Decide whether each statement below agrees with the essay on the Isa Genzken retrospective, answering yes or no and quoting the words of the essay that settle it: 1. The writer usually guessed that the works were made later than they were. 2. The writer holds that the word "derivative" does not apply to Genzken's work. 3. The writer's wish that the works had been made earlier was sometimes fulfilled.

SELECTED PASSAGE:

* START *

Better late? – the Isa Genzken retroactive

The timing in itself felt strange, like the delayed – and more effective – late appearance of the chief character in a play.

Jacqueline Rose, “The Haunting of Sylvia Plath,” On Not Being Able to Sleep, 2003

genzken 3Walking through the Isa Genzken retrospective at MoMA the other day I noticed that if I looked at a work before reading the wall label, I was always wrong in guessing the date of the work, thinking it was earlier. In general, I was off by anything from 15 to 20 years, and sometimes more, although in some rooms a 20-year difference was common.

Virtually all the works seemed to me to have been made earlier than they were. It’s as if the works occupy an obliquely parallel temporal relation to earlier works by other artists (like a rhomboidal tracking of those earlier works). The “lateness” of her work didn’t seem to be that of an artist who fixates on a particular historical modality or style and repeats it out-of-time, like a repetition compulsion to stave off the anxiety of a present moment. If so, her work wouldn’t be rhomboidal; it wouldn’t progress. And there’s an acute thoughtfulness to the Genzken work, particularly through the 1990s, that belies nostalgia, academicism or simple borrowing. The word “derivative” does not apply to it. The work conveys an unusual attention to art that has come before it. It has about it a deliberate un-mindfulness of historical timing, as if the works pause stubbornly and un-self-consciously to reflect and filter pre-existing modalities, processes, materials, subjects, forms, events.They take their own time.  In their un-mindfulness they create a glitch in the more typically untroubled movement of museum-time. Viewing the exhibition, I sometimes wanted the work to have been made earlier, but that desire was always frustrated.

* END *

(Point placement records)
* START *

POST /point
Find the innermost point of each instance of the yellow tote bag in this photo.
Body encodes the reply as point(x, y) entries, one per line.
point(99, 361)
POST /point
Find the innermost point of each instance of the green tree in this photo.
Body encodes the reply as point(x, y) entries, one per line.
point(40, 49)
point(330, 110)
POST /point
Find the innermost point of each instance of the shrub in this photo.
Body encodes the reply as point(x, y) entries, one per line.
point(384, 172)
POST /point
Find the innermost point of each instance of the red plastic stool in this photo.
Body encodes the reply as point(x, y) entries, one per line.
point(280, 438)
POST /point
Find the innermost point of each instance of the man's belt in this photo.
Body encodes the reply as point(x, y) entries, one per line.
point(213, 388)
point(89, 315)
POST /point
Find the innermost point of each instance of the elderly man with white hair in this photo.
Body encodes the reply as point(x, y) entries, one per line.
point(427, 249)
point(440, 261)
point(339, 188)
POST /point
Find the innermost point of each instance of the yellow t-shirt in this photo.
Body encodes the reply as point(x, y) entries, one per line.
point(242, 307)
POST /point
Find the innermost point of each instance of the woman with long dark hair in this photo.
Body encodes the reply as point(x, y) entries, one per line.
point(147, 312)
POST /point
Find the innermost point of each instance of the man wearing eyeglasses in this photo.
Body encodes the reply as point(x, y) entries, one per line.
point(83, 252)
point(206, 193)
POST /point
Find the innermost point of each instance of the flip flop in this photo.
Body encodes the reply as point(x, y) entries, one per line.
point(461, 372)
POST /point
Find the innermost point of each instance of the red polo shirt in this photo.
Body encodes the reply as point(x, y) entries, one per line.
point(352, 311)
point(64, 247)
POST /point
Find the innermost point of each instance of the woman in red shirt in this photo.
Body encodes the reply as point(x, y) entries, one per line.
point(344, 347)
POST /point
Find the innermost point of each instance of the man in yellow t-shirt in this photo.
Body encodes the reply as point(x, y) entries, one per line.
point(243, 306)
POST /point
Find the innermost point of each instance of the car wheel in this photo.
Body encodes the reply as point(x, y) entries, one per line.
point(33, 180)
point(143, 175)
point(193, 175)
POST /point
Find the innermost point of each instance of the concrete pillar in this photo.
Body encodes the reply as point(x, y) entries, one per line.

* END *

WRITTEN RESPONSE:
1. No: "I was always wrong in guessing the date of the work, thinking it was earlier."
2. Yes: "The word “derivative” does not apply to it."
3. No: "but that desire was always frustrated."